■ Directions
Count the lines in the entries below that contain the string "crimson", matching case exactly, and reply with that number alone.

* Begin *

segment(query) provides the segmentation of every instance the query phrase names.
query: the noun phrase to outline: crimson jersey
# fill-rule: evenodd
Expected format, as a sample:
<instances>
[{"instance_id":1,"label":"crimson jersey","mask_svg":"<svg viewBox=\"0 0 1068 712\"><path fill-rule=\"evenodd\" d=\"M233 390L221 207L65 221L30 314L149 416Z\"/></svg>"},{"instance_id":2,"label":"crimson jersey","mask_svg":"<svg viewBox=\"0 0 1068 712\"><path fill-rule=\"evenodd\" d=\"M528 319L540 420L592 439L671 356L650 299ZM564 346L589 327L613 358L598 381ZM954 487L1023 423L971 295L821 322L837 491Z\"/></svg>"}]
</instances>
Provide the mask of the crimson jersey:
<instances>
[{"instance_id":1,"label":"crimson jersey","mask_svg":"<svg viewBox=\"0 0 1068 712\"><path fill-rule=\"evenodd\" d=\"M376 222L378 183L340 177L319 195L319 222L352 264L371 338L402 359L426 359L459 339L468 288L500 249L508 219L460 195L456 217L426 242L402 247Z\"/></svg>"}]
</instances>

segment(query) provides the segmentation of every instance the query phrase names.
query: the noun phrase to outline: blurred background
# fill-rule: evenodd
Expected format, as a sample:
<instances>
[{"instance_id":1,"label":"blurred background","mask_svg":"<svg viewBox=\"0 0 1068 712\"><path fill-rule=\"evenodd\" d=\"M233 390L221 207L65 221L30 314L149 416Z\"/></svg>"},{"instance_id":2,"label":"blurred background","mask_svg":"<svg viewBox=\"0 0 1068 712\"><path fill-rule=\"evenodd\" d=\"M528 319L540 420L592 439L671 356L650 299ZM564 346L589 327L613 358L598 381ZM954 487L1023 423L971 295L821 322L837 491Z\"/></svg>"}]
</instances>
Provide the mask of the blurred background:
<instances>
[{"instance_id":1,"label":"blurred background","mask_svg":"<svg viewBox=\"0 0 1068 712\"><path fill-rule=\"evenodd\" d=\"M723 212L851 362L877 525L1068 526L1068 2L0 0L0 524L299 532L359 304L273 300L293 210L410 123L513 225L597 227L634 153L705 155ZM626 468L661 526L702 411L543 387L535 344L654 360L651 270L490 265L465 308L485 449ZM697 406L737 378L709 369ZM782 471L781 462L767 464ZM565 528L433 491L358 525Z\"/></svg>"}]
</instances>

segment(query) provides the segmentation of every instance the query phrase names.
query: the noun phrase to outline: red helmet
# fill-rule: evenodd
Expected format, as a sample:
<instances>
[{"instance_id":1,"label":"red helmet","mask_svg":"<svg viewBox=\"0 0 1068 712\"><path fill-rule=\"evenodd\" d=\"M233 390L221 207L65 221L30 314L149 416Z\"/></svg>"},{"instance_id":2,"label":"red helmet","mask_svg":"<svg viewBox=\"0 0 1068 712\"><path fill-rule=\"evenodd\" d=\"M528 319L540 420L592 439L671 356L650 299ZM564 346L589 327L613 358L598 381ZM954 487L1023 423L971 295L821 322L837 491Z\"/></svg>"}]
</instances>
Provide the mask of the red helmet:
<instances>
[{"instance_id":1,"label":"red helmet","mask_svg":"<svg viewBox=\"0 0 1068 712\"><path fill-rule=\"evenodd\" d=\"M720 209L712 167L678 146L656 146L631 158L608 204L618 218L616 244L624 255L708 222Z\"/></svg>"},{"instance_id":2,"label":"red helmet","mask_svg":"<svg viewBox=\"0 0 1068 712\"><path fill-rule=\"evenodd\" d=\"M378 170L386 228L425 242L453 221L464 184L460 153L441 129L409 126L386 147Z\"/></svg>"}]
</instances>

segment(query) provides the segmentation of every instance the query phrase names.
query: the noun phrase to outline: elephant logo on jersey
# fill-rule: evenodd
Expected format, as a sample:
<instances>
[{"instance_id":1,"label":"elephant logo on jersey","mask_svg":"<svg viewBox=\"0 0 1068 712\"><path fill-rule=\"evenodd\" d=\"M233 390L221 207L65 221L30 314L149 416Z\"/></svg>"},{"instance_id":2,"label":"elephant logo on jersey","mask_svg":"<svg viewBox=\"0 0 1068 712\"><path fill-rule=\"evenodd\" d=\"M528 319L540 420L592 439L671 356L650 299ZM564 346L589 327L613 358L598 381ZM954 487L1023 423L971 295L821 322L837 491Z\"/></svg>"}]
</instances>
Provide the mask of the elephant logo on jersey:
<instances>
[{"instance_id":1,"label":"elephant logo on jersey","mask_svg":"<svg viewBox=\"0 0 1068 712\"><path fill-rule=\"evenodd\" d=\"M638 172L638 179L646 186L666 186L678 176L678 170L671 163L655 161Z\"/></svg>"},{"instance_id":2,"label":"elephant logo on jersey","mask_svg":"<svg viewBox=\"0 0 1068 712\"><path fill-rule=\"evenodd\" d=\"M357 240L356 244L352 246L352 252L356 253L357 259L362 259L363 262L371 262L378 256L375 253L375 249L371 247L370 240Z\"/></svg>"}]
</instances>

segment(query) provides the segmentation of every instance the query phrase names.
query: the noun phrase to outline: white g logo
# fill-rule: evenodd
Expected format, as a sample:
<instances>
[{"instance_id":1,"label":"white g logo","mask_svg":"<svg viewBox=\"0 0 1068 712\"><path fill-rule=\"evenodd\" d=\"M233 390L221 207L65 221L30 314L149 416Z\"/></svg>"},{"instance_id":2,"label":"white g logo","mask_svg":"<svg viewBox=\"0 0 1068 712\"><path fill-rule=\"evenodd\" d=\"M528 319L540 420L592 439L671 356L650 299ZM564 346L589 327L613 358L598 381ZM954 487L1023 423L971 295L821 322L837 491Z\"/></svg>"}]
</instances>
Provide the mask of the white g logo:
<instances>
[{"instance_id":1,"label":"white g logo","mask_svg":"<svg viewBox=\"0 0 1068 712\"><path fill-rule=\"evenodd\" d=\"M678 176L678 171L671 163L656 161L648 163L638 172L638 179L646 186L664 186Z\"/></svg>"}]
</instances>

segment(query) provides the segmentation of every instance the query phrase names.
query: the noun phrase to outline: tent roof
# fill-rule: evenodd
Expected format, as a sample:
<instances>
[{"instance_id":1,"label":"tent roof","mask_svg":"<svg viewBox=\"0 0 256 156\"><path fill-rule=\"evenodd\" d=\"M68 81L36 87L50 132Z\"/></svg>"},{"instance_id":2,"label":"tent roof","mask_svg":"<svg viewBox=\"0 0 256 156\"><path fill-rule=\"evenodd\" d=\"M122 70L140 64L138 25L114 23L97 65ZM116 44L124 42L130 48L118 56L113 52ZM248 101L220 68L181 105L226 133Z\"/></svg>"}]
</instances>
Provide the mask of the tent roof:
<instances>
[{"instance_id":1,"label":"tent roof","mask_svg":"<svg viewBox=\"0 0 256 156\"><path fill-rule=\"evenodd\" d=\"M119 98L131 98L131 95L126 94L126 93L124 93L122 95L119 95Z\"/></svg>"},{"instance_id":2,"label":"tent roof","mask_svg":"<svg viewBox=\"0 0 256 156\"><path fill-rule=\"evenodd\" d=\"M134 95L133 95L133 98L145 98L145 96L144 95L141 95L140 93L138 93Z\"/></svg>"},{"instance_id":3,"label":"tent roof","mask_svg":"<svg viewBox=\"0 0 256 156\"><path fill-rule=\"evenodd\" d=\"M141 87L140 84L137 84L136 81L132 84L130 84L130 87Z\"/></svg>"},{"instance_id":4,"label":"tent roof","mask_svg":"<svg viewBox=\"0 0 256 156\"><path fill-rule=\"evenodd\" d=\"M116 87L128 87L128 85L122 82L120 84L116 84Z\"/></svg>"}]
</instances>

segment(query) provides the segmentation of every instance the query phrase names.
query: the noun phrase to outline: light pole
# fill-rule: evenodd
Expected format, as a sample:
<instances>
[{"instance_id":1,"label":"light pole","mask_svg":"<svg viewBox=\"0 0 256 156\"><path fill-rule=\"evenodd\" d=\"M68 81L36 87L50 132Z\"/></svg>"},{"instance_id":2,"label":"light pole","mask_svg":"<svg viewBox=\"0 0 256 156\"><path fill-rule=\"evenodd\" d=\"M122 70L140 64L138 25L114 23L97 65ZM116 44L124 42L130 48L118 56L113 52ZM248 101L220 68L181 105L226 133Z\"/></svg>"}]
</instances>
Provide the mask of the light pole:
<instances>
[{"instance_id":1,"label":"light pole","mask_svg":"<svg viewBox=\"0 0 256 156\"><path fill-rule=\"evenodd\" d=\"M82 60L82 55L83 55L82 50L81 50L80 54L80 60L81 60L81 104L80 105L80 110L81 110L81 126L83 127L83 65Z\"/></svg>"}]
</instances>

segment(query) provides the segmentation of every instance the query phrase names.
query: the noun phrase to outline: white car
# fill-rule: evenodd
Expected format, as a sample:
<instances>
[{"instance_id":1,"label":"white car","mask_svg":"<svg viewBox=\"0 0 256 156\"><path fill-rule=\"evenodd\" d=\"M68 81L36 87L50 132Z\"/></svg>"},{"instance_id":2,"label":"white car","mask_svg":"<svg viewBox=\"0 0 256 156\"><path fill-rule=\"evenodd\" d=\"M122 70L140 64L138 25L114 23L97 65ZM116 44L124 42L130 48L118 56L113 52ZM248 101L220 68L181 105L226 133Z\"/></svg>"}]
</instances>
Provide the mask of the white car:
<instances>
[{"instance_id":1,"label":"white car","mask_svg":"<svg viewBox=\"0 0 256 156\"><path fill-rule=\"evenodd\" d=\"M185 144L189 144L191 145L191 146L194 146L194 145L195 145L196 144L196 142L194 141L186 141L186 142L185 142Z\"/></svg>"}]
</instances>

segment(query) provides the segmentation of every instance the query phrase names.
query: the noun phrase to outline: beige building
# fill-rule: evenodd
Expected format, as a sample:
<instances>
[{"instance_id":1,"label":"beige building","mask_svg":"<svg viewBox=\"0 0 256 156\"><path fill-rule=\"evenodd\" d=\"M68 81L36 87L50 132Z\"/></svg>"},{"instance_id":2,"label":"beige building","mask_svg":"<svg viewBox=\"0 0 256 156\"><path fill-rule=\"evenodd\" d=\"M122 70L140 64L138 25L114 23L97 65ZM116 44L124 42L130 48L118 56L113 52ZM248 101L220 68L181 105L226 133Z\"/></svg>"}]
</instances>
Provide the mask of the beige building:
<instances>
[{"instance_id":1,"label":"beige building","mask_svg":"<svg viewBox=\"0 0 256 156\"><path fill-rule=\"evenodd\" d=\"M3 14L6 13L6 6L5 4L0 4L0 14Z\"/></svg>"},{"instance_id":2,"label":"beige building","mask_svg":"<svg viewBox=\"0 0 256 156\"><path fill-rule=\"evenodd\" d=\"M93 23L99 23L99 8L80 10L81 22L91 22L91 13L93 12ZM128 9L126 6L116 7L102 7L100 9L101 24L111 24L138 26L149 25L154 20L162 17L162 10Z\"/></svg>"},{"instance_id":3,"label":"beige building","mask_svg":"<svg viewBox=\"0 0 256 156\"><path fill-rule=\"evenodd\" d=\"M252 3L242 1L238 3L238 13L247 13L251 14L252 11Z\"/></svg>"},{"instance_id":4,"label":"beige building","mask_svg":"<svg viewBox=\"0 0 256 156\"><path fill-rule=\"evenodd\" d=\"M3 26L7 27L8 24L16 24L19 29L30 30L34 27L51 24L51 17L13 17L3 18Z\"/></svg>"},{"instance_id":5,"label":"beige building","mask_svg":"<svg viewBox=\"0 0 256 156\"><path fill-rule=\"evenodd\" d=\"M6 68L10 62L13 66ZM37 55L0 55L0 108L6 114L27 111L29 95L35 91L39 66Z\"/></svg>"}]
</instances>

* End *

■ Correct response
4